Aim:
Pull out every line of the listing below that contains the word "between", and copy each one as it appears.

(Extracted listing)
----------------------------------------

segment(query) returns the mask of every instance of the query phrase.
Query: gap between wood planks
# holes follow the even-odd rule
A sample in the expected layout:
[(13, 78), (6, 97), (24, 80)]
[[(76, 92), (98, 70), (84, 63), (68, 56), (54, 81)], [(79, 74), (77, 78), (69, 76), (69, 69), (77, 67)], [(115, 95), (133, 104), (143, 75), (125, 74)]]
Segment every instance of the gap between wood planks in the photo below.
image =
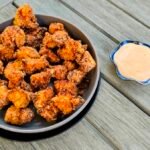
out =
[[(119, 44), (119, 40), (117, 40), (115, 37), (113, 37), (112, 35), (110, 35), (109, 33), (107, 33), (105, 30), (103, 30), (102, 28), (100, 28), (98, 25), (96, 25), (94, 22), (92, 22), (91, 20), (89, 20), (87, 17), (85, 17), (84, 15), (82, 15), (80, 12), (78, 12), (77, 10), (75, 10), (74, 8), (72, 8), (70, 5), (68, 5), (67, 3), (65, 3), (62, 0), (59, 0), (64, 6), (66, 6), (68, 9), (70, 9), (71, 11), (75, 12), (78, 16), (80, 16), (82, 19), (84, 19), (85, 21), (87, 21), (90, 25), (92, 25), (93, 27), (95, 27), (98, 31), (100, 31), (101, 33), (103, 33), (106, 37), (108, 37), (109, 39), (111, 39), (113, 42), (115, 42), (116, 44)], [(136, 102), (134, 102), (129, 96), (127, 96), (125, 93), (123, 93), (119, 88), (117, 88), (115, 85), (113, 85), (108, 79), (107, 77), (101, 73), (102, 78), (107, 81), (113, 88), (115, 88), (117, 91), (119, 91), (123, 96), (125, 96), (127, 99), (129, 99), (133, 104), (135, 104), (140, 110), (142, 110), (145, 114), (147, 114), (148, 116), (150, 116), (146, 110), (144, 110), (143, 108), (141, 108), (138, 104), (136, 104)]]
[(144, 22), (142, 22), (140, 19), (138, 19), (137, 17), (133, 16), (131, 13), (127, 12), (126, 10), (124, 10), (123, 8), (119, 7), (118, 5), (116, 5), (114, 2), (112, 2), (111, 0), (107, 0), (110, 4), (112, 4), (113, 6), (115, 6), (116, 8), (120, 9), (121, 11), (123, 11), (125, 14), (127, 14), (128, 16), (130, 16), (131, 18), (133, 18), (134, 20), (136, 20), (137, 22), (141, 23), (143, 26), (145, 26), (146, 28), (150, 29), (150, 26), (148, 26), (147, 24), (145, 24)]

----------------------------------------

Task result:
Query: gap between wood planks
Segment every instance of the gap between wood planks in the photo below.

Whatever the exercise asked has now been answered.